**WHAT TO DO:** Extract all data as written.

**DATA FOR THIS TASK:**
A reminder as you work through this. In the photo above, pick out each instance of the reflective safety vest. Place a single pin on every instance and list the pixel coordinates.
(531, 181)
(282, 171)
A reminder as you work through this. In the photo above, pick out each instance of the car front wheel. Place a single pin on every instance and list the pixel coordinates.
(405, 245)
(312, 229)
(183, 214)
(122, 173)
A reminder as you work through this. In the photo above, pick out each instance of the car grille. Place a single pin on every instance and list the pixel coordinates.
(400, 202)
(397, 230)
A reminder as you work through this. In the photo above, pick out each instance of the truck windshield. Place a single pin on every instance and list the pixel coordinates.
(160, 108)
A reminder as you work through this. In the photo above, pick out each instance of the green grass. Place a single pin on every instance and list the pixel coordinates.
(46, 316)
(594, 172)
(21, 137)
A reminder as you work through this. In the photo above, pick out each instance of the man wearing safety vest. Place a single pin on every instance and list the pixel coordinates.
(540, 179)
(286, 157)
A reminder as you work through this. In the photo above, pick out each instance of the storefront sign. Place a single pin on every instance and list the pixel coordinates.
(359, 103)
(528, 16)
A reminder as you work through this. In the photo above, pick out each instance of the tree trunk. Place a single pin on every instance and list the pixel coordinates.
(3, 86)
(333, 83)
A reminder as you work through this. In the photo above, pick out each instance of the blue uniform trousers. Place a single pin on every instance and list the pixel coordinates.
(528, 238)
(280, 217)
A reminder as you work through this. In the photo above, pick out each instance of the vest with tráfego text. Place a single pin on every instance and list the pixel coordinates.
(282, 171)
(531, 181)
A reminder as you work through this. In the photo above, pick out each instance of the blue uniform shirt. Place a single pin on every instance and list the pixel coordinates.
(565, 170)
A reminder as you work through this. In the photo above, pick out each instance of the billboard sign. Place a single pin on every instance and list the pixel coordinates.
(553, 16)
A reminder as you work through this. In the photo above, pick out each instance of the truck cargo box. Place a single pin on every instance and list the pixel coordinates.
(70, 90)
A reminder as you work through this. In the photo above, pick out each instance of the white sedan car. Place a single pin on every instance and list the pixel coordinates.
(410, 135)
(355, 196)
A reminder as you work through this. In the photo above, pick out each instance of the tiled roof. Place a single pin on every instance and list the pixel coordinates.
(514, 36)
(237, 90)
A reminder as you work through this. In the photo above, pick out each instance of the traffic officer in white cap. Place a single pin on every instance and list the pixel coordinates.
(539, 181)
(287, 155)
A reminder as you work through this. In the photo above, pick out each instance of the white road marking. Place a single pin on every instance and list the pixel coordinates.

**SOLUTION:**
A reminder as you work through this. In the photo above, pick out each instance of the reflective safety vest. Place a single pin on every instance and list the pixel coordinates.
(531, 181)
(282, 171)
A reminder as you work through this. In the photo above, pick out each instance of the car front wheel. Place a single pin on every instance and list the pixel coordinates.
(405, 245)
(312, 229)
(183, 214)
(122, 173)
A reminder as you work through this. In the photo above, pick out each instance of the car grille. Place a single pin on every instance and list the pixel coordinates.
(400, 202)
(397, 230)
A reminder as you work through this. In the photo above, pick out each instance of the truck windshield. Place a single pin on every instance and list the pixel coordinates.
(160, 108)
A reminder as you work through this. In the photo above, pick out each instance of the green grass. Place a single pin on every instance and list the pixel coordinates.
(46, 316)
(594, 172)
(21, 137)
A reminder as you work through this. In the photo above, pick out each instance of the man wearing safety vest. Place a single pin on every instance and list the pixel coordinates.
(540, 179)
(286, 157)
A reminder as you work through this. In the photo above, pick out each instance of the storefront sign. Place a single pin on every instance and list the pixel coordinates.
(359, 103)
(528, 16)
A reminder as you work through this. In the photo above, pick out each instance of the tree trunk. Place a single pin on every instance and list the pixel coordinates.
(3, 86)
(333, 83)
A reminder as you work through this. In the photo above, pick out each instance of the blue uniform trousers. Place a single pin on every instance and list the pixel coordinates.
(528, 238)
(280, 217)
A reminder as you work through this. In the photo above, pick out each instance of the vest with tráfego text. Place a single pin on every instance and list the pixel coordinates.
(282, 171)
(531, 181)
A reminder as you work through this. In the photo above, pick out each instance of the blue uniform shirt. Place a single pin on every instance and list the pixel coordinates.
(565, 170)
A reminder as you work through this. In the photo above, pick out each instance of the billboard sign. Place a single pin on every instance and list the pixel coordinates.
(553, 16)
A reminder as you work through this. In the photo above, pick out each instance of the truck cargo box. Place a single pin on every instance and list the pixel coordinates.
(70, 90)
A reminder as you work through this. In the photo above, pick out each instance of the white sedan car. Place a single pin on every instance and list the pixel coordinates.
(410, 135)
(355, 196)
A reminder as you work through this. In the photo above, pick out each instance of the tiled roof. Place a single pin on every instance and list the pixel coordinates.
(514, 36)
(237, 90)
A reminder as you work through this. In the photo above, pick out each instance of the traffic officer in white cap. Place a single pin on every instance and list the pixel coordinates.
(539, 181)
(287, 155)
A reminder as you work through this. In the photo above, pick out each instance of the white road marking. Place a single pin on every instance and list the pixel coordinates.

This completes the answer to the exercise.